Please echo the passage about the Jazz Ark word for word, starting with "Somewhere along the" and going on through "Beer Can Country!".
++++ TEXT PROVIDED
Somewhere along the line the crew moved out of the hotel and into a small orange enclosure that floated on the Newport side of the Ohio River.  It was quickly dubbed the Jazz Ark.  So now Underhill would complain about speedboats caroming too close for comfort and kids who insisted on stepping out onto frozen river ice.  And Scott would occasionally broadcast right from the little café next door where he liked to hang out.  This is the place where I developed my taste for the Jazz Crusaders and Boogaloo Jones, where I first heard of the jazz nightspot The Viking Lounge, where I discovered Dodds Music–the only place in the area that sold component stereo equipment.  I still recall driving across town in my dad’s old Fairlane listening to Gary McFarland’s 60 Miles An Hour Through Beer Can Country! 

Of course this couldn’t last.  Today the Ark is gone, WNOP is a Catholic religious station, and Newport is a gentrified ghetto.  Progress…sheesh!
++++++++
++++ DATA LISTING
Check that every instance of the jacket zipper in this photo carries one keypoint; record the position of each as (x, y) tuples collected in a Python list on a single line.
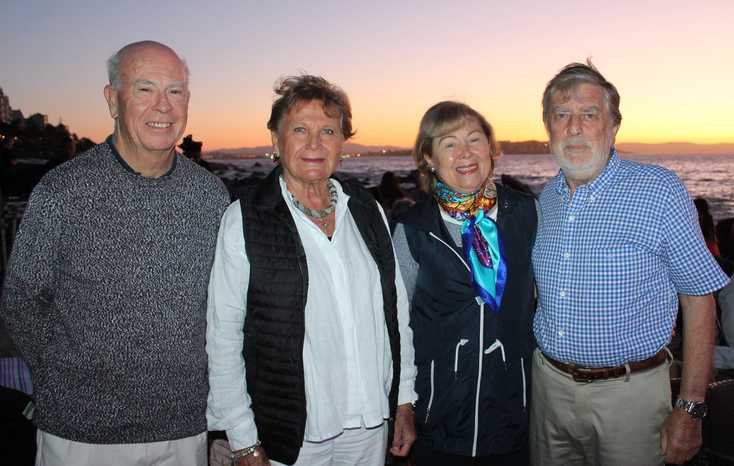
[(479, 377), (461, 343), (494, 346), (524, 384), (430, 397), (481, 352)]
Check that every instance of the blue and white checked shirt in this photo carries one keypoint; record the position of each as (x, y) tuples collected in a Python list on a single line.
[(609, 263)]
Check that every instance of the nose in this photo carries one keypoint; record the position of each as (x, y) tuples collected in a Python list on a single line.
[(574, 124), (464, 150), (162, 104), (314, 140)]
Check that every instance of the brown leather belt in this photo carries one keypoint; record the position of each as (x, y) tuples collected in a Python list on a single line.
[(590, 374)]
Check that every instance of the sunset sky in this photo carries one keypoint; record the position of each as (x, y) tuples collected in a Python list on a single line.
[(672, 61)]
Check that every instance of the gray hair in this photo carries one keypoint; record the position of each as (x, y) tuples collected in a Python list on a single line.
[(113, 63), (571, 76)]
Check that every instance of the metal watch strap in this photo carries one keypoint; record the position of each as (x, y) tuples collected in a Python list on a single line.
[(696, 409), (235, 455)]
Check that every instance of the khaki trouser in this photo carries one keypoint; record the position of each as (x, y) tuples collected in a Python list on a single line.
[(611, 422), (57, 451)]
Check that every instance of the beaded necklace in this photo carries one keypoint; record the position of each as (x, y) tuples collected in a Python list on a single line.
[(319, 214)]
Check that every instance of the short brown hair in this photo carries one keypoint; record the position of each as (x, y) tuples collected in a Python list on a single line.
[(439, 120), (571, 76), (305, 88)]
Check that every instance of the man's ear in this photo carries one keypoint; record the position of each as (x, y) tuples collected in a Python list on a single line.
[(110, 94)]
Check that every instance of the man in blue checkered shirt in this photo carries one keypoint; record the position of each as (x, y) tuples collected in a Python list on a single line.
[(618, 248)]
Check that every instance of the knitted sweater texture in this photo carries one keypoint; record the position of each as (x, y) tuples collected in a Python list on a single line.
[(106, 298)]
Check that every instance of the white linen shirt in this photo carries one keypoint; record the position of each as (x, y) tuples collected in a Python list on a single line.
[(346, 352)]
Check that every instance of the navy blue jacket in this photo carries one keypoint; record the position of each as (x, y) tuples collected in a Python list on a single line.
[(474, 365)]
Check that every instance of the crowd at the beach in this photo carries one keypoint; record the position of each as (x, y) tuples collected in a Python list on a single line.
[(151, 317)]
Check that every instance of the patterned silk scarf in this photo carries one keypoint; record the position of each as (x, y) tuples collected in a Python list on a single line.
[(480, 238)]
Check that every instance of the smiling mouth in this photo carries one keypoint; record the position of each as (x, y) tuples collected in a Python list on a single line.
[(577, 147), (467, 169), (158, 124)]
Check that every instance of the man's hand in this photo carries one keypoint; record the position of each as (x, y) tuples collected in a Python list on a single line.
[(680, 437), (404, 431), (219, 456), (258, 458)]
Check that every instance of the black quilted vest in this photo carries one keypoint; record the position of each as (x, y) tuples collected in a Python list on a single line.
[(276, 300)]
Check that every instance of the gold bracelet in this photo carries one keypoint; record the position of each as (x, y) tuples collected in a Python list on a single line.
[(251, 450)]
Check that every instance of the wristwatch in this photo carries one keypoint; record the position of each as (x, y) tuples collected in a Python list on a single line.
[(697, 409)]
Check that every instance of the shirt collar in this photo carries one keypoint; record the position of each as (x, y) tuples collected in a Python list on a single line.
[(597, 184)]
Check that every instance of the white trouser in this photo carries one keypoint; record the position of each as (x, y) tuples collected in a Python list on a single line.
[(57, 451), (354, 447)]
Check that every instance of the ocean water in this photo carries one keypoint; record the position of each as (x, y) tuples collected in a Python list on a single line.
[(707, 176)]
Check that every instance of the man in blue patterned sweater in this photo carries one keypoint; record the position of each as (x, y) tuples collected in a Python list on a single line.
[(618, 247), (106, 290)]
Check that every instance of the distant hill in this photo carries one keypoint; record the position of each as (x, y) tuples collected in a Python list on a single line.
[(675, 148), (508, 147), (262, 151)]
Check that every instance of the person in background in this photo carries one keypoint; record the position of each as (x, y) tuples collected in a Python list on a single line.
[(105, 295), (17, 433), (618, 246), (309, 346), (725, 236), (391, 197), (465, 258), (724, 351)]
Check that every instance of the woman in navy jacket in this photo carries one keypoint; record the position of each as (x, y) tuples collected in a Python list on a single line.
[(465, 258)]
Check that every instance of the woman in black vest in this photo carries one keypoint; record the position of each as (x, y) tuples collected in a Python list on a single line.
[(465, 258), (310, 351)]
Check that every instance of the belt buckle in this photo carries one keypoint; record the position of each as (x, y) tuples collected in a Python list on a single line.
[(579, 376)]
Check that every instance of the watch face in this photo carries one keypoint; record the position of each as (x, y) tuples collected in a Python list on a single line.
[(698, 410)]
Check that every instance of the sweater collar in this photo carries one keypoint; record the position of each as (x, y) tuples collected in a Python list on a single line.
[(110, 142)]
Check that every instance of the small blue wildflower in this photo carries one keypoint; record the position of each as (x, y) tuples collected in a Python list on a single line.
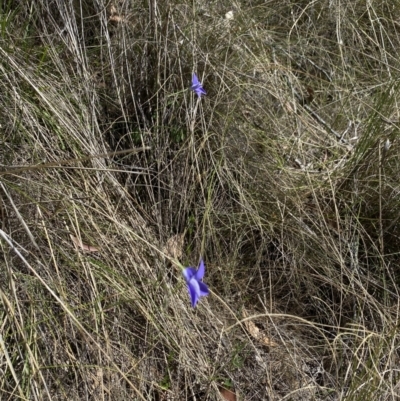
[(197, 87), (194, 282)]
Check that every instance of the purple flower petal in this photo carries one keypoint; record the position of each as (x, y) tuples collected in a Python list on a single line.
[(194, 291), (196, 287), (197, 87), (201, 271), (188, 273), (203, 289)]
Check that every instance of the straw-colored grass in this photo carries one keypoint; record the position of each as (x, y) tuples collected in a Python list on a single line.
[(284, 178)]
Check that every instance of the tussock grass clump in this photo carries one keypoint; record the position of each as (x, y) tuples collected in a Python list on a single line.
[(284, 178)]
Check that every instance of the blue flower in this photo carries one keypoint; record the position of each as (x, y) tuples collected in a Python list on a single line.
++++++++
• [SOLUTION TO THIS EXERCISE]:
Somewhere along the line the crew moved out of the hotel and into a small orange enclosure that floated on the Newport side of the Ohio River.  It was quickly dubbed the Jazz Ark.  So now Underhill would complain about speedboats caroming too close for comfort and kids who insisted on stepping out onto frozen river ice.  And Scott would occasionally broadcast right from the little café next door where he liked to hang out.  This is the place where I developed my taste for the Jazz Crusaders and Boogaloo Jones, where I first heard of the jazz nightspot The Viking Lounge, where I discovered Dodds Music–the only place in the area that sold component stereo equipment.  I still recall driving across town in my dad’s old Fairlane listening to Gary McFarland’s 60 Miles An Hour Through Beer Can Country!